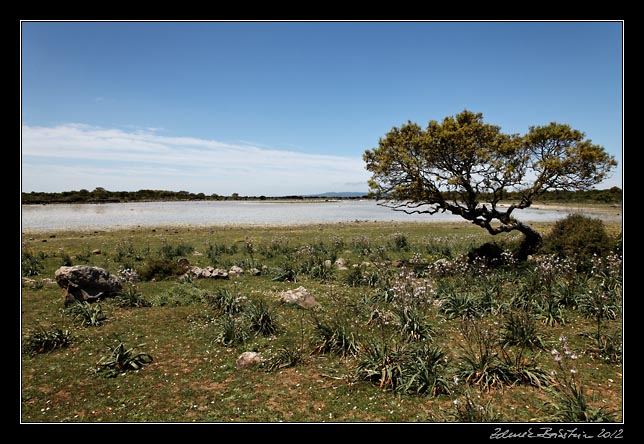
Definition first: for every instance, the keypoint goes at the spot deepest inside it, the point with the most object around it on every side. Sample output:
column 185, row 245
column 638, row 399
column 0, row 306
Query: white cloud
column 75, row 156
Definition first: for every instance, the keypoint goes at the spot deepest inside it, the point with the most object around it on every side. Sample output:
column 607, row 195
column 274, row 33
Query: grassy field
column 409, row 332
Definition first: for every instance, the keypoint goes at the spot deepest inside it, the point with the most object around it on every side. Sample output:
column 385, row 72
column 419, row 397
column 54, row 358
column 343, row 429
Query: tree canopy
column 471, row 168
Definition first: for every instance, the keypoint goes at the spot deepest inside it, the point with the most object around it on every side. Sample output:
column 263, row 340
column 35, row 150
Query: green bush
column 44, row 341
column 579, row 237
column 160, row 268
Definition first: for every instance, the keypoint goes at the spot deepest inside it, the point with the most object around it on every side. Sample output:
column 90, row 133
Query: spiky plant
column 335, row 337
column 87, row 314
column 424, row 371
column 46, row 340
column 122, row 359
column 412, row 323
column 261, row 318
column 232, row 331
column 519, row 328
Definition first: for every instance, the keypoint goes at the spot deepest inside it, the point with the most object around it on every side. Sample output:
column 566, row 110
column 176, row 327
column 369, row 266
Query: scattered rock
column 248, row 359
column 85, row 283
column 183, row 262
column 27, row 281
column 341, row 264
column 235, row 271
column 206, row 273
column 300, row 296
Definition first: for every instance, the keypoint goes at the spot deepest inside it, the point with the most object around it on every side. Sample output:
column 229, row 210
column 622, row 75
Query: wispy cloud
column 123, row 159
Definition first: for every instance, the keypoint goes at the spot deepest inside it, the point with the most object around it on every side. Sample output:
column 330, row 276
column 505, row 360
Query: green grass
column 192, row 375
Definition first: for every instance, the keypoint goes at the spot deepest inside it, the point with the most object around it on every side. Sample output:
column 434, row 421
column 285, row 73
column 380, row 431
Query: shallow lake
column 56, row 217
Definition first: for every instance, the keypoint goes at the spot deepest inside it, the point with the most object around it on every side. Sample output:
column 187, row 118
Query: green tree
column 468, row 167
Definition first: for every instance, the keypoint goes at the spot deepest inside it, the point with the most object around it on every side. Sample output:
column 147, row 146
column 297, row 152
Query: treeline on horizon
column 101, row 195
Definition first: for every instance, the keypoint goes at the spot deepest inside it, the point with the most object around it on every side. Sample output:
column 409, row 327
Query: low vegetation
column 416, row 323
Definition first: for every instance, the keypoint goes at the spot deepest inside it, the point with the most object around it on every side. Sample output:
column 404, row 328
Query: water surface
column 58, row 217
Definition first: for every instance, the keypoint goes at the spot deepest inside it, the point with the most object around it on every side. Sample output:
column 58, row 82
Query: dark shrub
column 579, row 237
column 161, row 268
column 489, row 253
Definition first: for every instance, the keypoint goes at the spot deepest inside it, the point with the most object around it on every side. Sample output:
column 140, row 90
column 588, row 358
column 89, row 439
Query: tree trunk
column 531, row 243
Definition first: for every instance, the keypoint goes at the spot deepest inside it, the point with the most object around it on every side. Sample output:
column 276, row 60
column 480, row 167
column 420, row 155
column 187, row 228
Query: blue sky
column 278, row 108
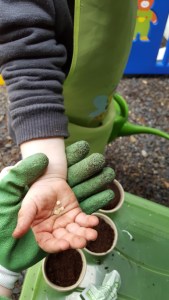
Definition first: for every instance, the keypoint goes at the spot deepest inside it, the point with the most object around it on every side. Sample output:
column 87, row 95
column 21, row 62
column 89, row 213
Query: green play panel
column 141, row 257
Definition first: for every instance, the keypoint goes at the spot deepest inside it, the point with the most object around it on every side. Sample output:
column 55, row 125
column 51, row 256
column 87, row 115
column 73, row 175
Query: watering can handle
column 122, row 127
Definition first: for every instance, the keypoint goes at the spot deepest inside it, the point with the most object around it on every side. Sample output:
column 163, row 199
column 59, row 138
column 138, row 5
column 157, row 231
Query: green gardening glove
column 86, row 176
column 17, row 255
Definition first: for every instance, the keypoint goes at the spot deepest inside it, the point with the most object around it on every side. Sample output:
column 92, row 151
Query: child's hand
column 51, row 209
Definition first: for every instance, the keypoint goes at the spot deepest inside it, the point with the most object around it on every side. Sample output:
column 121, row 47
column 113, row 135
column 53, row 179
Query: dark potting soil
column 104, row 240
column 64, row 268
column 114, row 202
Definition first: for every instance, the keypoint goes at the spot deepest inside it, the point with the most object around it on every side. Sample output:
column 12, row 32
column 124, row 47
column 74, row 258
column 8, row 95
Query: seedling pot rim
column 68, row 288
column 112, row 224
column 120, row 203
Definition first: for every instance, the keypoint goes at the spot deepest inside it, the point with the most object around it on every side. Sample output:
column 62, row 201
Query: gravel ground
column 141, row 162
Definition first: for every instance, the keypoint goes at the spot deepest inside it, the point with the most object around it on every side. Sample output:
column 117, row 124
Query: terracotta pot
column 116, row 203
column 107, row 237
column 64, row 271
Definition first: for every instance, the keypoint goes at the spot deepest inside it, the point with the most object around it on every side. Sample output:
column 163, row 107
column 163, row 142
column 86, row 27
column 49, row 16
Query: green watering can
column 141, row 253
column 122, row 127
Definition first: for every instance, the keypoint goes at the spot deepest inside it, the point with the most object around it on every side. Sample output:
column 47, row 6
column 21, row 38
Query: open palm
column 52, row 210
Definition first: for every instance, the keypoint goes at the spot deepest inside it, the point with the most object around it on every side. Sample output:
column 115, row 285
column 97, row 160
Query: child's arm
column 34, row 39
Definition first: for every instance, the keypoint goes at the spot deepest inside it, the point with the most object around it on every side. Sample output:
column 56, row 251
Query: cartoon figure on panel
column 144, row 17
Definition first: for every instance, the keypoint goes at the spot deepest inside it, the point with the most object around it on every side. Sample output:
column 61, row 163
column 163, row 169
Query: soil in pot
column 64, row 268
column 104, row 240
column 115, row 201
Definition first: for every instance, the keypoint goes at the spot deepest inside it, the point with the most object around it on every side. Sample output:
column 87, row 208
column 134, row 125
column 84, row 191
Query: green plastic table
column 141, row 257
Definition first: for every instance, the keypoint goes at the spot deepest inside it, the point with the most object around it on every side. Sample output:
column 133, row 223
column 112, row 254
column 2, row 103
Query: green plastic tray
column 141, row 257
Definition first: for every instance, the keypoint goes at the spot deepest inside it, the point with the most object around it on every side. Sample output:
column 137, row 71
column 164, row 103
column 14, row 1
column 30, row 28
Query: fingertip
column 94, row 221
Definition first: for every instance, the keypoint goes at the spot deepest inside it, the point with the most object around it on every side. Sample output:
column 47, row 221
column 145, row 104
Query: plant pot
column 116, row 203
column 107, row 237
column 64, row 271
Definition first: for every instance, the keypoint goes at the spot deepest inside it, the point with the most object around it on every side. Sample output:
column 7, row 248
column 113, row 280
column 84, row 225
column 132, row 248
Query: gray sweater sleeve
column 31, row 62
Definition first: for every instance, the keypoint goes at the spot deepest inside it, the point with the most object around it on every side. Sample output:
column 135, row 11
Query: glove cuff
column 8, row 278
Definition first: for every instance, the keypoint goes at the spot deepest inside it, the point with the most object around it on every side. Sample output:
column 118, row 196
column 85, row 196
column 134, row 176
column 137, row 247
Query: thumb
column 26, row 216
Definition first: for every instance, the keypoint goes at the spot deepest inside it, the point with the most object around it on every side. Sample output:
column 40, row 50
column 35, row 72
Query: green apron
column 103, row 32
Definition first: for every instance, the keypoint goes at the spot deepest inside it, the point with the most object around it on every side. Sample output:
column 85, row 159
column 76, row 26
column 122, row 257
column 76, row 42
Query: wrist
column 54, row 149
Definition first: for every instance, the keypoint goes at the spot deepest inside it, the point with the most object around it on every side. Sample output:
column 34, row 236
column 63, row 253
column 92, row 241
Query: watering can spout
column 122, row 127
column 129, row 129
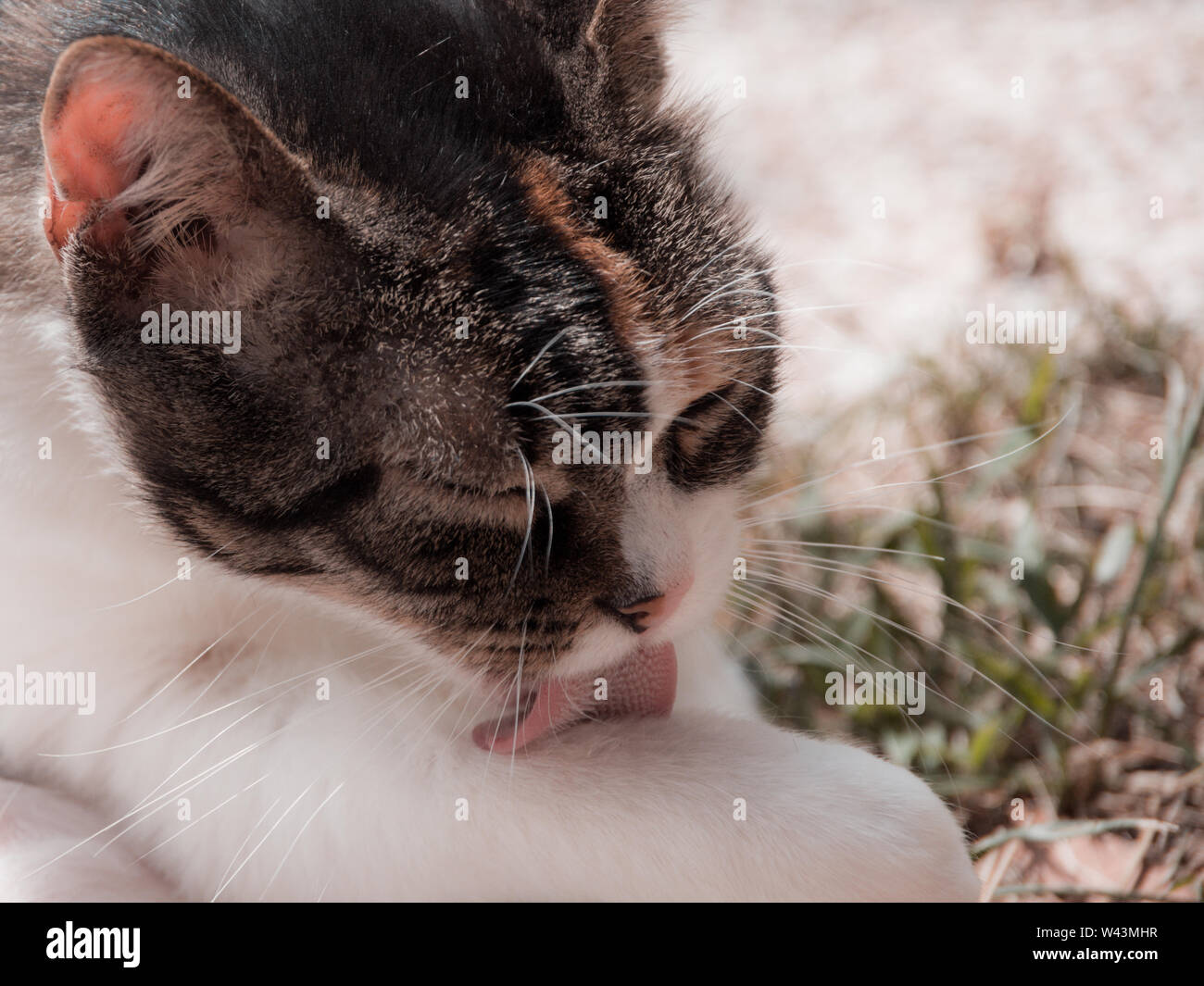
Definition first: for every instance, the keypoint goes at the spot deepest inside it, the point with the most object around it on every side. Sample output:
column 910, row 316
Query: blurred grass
column 1039, row 688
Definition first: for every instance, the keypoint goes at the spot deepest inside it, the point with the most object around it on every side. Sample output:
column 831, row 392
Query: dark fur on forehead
column 442, row 208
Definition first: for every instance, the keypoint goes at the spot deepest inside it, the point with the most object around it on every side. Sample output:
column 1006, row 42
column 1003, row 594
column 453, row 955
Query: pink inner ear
column 84, row 164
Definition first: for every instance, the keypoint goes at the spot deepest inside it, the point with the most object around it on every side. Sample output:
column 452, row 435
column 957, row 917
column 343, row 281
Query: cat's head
column 457, row 239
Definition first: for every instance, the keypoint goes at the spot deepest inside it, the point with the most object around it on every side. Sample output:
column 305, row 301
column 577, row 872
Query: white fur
column 292, row 797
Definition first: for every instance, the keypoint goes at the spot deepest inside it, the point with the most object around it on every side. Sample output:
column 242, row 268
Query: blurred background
column 913, row 164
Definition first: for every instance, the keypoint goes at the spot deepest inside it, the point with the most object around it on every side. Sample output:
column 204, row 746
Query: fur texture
column 290, row 720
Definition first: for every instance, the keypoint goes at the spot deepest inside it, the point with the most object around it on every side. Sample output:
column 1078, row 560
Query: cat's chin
column 643, row 684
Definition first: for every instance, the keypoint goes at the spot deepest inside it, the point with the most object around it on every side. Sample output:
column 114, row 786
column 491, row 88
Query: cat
column 354, row 632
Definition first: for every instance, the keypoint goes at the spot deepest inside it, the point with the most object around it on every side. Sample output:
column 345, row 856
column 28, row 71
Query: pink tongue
column 645, row 684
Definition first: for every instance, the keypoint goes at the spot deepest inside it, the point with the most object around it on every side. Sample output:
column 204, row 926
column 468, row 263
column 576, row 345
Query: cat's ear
column 145, row 153
column 622, row 37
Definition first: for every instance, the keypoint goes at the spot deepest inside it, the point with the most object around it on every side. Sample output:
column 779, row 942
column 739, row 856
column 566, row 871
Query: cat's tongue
column 645, row 684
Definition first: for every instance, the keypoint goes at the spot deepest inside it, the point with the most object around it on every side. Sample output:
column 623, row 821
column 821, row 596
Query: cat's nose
column 654, row 610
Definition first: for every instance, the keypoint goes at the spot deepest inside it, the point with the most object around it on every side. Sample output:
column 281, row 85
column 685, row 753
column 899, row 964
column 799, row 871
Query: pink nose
column 655, row 610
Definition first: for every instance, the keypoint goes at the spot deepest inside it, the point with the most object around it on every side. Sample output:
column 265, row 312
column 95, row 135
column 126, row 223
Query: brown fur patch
column 621, row 283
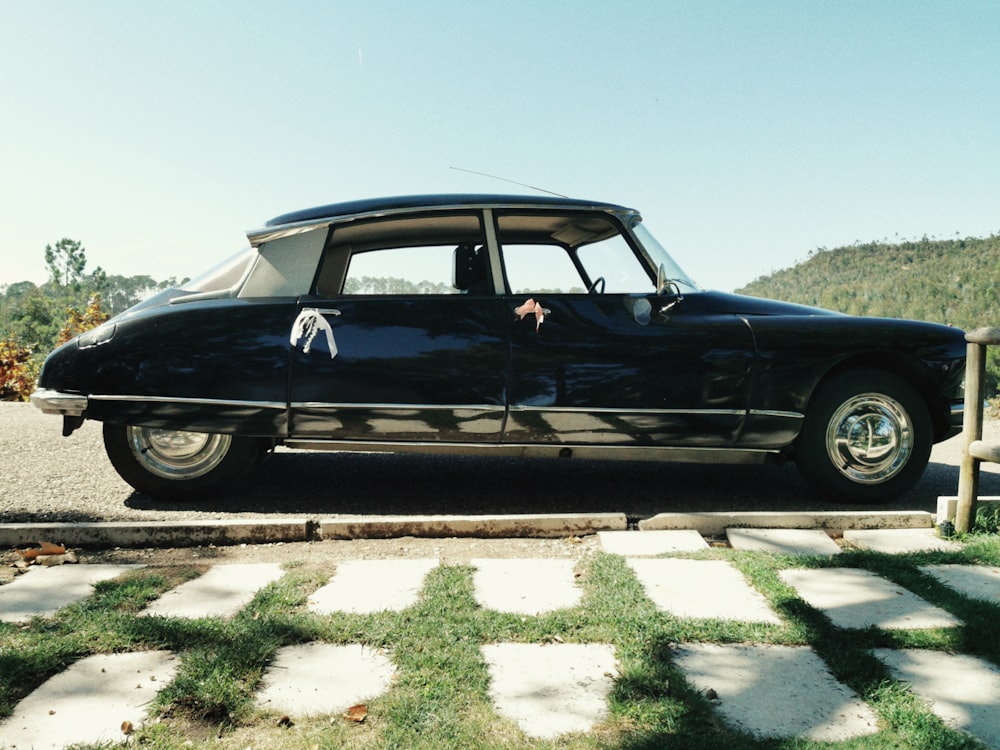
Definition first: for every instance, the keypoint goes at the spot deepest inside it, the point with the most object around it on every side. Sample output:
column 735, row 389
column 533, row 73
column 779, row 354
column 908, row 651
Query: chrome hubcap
column 173, row 454
column 870, row 438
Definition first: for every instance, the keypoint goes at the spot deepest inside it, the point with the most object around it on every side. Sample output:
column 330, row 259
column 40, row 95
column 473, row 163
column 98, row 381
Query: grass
column 440, row 696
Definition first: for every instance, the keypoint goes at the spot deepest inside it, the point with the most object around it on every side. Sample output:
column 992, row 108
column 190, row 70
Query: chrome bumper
column 55, row 402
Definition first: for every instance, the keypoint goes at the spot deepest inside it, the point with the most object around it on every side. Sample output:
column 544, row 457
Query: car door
column 403, row 339
column 614, row 365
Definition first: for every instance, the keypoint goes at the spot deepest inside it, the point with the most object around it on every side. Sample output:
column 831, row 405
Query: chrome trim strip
column 258, row 237
column 775, row 413
column 611, row 410
column 748, row 456
column 56, row 402
column 398, row 407
column 521, row 408
column 188, row 401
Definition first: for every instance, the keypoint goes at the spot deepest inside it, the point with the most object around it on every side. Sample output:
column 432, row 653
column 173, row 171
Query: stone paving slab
column 974, row 581
column 318, row 679
column 545, row 695
column 221, row 592
column 551, row 689
column 644, row 543
column 41, row 592
column 783, row 541
column 526, row 586
column 367, row 586
column 89, row 702
column 962, row 690
column 710, row 589
column 776, row 691
column 858, row 599
column 899, row 541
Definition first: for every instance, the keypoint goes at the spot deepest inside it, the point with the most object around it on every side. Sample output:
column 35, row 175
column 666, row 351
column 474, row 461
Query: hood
column 738, row 304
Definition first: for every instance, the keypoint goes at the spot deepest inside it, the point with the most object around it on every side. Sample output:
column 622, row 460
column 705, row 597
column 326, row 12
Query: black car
column 497, row 325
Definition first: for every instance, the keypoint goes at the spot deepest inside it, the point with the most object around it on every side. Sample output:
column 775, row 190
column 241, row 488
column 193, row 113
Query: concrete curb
column 715, row 524
column 490, row 527
column 157, row 533
column 225, row 532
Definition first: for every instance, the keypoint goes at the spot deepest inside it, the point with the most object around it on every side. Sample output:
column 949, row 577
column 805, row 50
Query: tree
column 66, row 262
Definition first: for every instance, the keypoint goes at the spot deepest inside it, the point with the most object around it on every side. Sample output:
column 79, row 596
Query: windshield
column 224, row 275
column 659, row 256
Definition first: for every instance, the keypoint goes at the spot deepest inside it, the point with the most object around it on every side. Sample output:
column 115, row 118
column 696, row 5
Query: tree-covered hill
column 956, row 282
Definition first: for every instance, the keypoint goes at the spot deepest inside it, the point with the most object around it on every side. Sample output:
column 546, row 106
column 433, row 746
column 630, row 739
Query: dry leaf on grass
column 357, row 713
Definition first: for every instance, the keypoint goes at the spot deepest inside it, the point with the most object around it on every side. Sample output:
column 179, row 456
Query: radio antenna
column 512, row 182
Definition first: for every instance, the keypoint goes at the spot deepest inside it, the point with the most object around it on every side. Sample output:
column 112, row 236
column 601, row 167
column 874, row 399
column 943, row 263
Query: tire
column 866, row 437
column 176, row 465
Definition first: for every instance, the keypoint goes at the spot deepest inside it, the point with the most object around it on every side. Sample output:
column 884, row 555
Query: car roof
column 457, row 200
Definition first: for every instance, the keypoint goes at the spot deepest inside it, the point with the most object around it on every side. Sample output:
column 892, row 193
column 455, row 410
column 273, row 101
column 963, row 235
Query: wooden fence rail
column 975, row 450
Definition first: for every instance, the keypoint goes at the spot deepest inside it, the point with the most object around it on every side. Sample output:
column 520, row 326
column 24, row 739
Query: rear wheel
column 866, row 437
column 178, row 465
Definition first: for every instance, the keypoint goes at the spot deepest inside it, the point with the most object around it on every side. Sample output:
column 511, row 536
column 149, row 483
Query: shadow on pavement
column 382, row 484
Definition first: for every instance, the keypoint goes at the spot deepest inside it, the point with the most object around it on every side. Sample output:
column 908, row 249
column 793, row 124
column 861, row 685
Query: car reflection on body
column 497, row 325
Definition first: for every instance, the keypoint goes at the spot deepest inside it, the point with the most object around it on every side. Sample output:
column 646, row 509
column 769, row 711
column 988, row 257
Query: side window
column 566, row 253
column 408, row 254
column 614, row 261
column 533, row 269
column 402, row 270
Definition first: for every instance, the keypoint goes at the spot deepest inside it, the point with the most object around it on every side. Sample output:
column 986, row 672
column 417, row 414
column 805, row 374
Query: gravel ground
column 45, row 477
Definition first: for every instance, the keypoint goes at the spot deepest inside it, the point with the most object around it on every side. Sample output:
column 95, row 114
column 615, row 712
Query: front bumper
column 56, row 402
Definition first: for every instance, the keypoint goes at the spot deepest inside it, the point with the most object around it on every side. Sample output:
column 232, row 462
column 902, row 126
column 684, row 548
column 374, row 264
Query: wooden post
column 972, row 430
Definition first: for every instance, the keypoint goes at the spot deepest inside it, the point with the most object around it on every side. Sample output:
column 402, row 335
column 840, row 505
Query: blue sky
column 747, row 133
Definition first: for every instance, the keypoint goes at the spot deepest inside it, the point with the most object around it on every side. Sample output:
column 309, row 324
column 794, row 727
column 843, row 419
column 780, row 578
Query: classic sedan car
column 497, row 325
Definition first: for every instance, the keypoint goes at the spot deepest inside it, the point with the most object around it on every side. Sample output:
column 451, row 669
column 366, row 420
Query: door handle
column 323, row 311
column 530, row 307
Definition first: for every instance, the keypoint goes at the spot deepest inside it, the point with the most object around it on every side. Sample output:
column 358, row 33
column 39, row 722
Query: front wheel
column 866, row 437
column 177, row 465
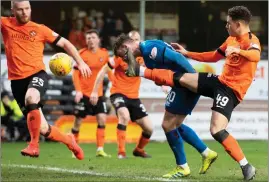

— Task to carry out —
Return only the part of the records above that opens with the line containing "column 87, row 115" and closes with the line containing "column 92, row 151", ends included.

— Task output —
column 87, row 115
column 73, row 175
Query: watering can handle
column 122, row 127
Definition first: for every instance, the keypoint goes at the spot deepest inside it, the point with the most object around it on every side. Sample output:
column 163, row 199
column 59, row 138
column 138, row 5
column 157, row 231
Query: green gardening glove
column 86, row 176
column 17, row 255
Definition first: for every instance, the keypoint goes at the spot deepest inside it, the point with the most object around it on every side. Sample output:
column 92, row 151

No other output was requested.